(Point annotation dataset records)
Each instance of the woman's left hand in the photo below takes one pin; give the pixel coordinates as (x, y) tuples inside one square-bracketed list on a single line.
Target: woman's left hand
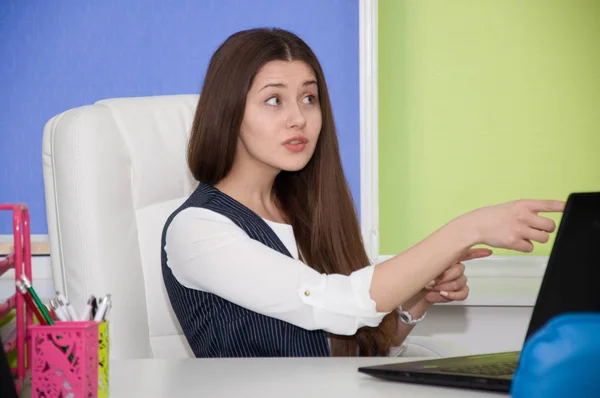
[(452, 284)]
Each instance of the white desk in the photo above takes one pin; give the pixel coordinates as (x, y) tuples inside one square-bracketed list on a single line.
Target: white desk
[(265, 378)]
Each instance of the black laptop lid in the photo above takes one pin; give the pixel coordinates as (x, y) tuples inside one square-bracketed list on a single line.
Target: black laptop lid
[(570, 283)]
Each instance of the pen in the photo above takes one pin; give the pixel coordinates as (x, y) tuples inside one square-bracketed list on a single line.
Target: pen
[(37, 300), (70, 310), (94, 306), (30, 303), (59, 311), (87, 310), (104, 302)]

### What the exercise asks
Transcribe all of the records above word for word, leaving out the pictures.

### Correct output
Each instance of the woman's left hand in the photo below takes one pin; give the pixel coordinates as (x, y) tuples inside one square-bracketed list on a single line.
Target: woman's left hand
[(452, 284)]
Each instance of the white desk in the photo above takes one pin; give the pixel coordinates as (x, y) tuples inside one square-bracketed list on a single line.
Target: white desk
[(265, 378)]
Each instance of the black laptop lid in the photo above takes one pin; give the pixel coordinates as (x, y) tuples inside one square-bracketed list on a single line.
Target: black laptop lid
[(570, 283)]
Each instance of the pen in the photo above takes one pin; give the pixel coordinates as (x, y) tuples inside one square-bracketed list on a single line.
Target: pen
[(37, 300), (70, 310), (94, 306), (30, 303), (59, 311), (87, 310), (104, 302)]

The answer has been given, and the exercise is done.